**Texte fourni:**
┌──

# Messages sur Ventura: Problème de connexion d'iMessage avec iCloud



## Fennec72 (6 Novembre 2022)

Bonjour,

J'ai un MacBook Pro 13" de fin 2012 passé à Ventura par l'intermédiaire d'OCLP.

Une précision: ce mac était précédemment sous Monterey et n'a jamais été en version beta de macOS.

OCLP est installé avec sa dernière mise à jour et j'ai appliqué le "Post Install Root Patch" après l'installation de Ventura.

Ce mac semble fonctionner très bien sous Ventura sans ralentissement apparent.

Seule problème, impossible de connecter iMessage à iCloud dans Messages.

└──

**Exercices:**
1. Recopiez mot pour mot le passage du fil de discussion sur iMessage et Ventura qui commence par « J'ai un MacBook » et se poursuit jusqu'à « iCloud dans Messages. ».
2. Rédigez la suite du fil de discussion sur iMessage et Ventura, à partir du point où il s'arrête.

**Informations fournies:**

┌──

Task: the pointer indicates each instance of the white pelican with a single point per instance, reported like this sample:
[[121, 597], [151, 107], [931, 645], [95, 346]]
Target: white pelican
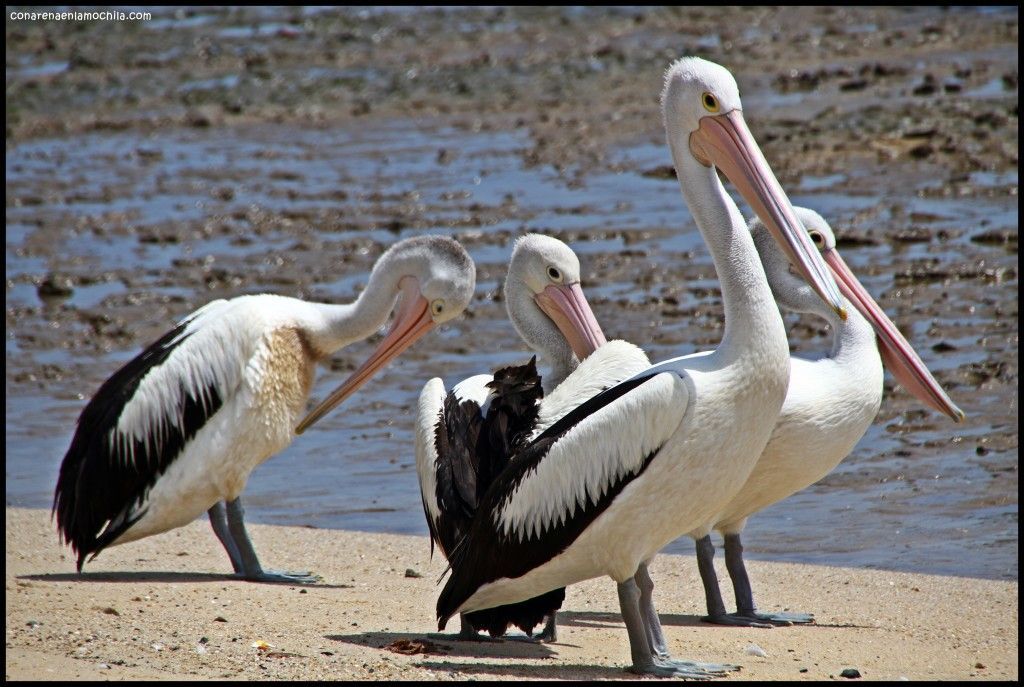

└──

**Réponses rédigées:**
1.
J'ai un MacBook Pro 13" de fin 2012 passé à Ventura par l'intermédiaire d'OCLP.

Une précision: ce mac était précédemment sous Monterey et n'a jamais été en version beta de macOS.

OCLP est installé avec sa dernière mise à jour et j'ai appliqué le "Post Install Root Patch" après l'installation de Ventura.

Ce mac semble fonctionner très bien sous Ventura sans ralentissement apparent.

Seule problème, impossible de connecter iMessage à iCloud dans Messages.

2.
Encore plus bizarre, il est impossible de se déconnecter et, comme on peut le voir dans la capture ci-dessous, iMessage est connecté sans compte.




J'ai voulu tenter de régler ce problème par une déconnexion, puis reconnexion d'iCloud, mais je ne comprends pas comment on peut se déconnecter d'iCloud sur Ventura.
Je ne trouve pas de bouton de déconnexion d'iCloud dans la nouvelle version des Préférences Système.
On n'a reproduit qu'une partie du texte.